ANGEZEIGTER TEXT
■ ■ ■ ■ ■
# Java Applet Chat Grundsatzfrage



## selfmadeChatter (20. Feb 2008)

Hi,

ich habe auf eurem Forum Lösungen gefunden wie man einen chat programmiert, auch die Grundlagen mit Sockets sind mir geläufig.
Ich habe nur eine Frage und es ist mir peinlich sie zu stellen, aber es muß sein.

Also ich habe ein Clientapplet und das möchte sich mit einem server das auf dem selben Webhost läuft über einen Socket verbinden. 
Wie aber starte ich den Server?
Ich habe mir folgende Lösung überlegt:

1. Client versucht sich mit Server zu verbinden
2.Client kann sich nicht mit Server verbinden da dieser nicht läuft
3. Client startet den Server
4. Alle nachfolgenden Clients benutzen die Serverinstanz die der erste Client gestartet hat

Das ist die einzige Lösung die mir einfällt..aber irgendwie habe ich dabei ein leicht mulmiges Gefühl ob dies das Gelbe aus dem Ei ist  ???:L 

gruß


----------



## Murray (20. Feb 2008)
■ ■ ■ ■ ■
ZU ERLEDIGEN
1. Gib bitte aus dem angezeigten Text den Abschnitt von „Ich habe nur“ bis einschließlich „ich den Server?“ wortgetreu wieder.
2. Was tut der Client im dritten Schritt der im Forumsbeitrag zum Applet-Chat überlegten Lösung?
■ ■ ■ ■ ■
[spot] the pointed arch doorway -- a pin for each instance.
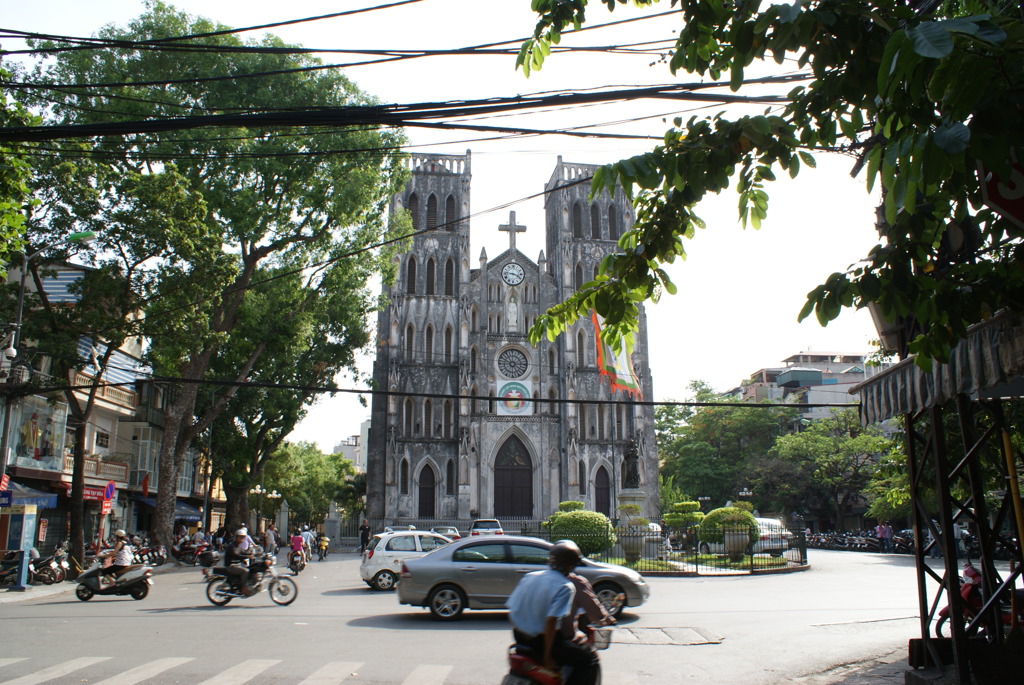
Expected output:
(427, 491)
(513, 480)
(602, 491)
■ ■ ■ ■ ■
VOLLSTÄNDIGE ANTWORTEN
1.
Ich habe nur eine Frage und es ist mir peinlich sie zu stellen, aber es muß sein.

Also ich habe ein Clientapplet und das möchte sich mit einem server das auf dem selben Webhost läuft über einen Socket verbinden. 
Wie aber starte ich den Server?

2. Er startet den Server.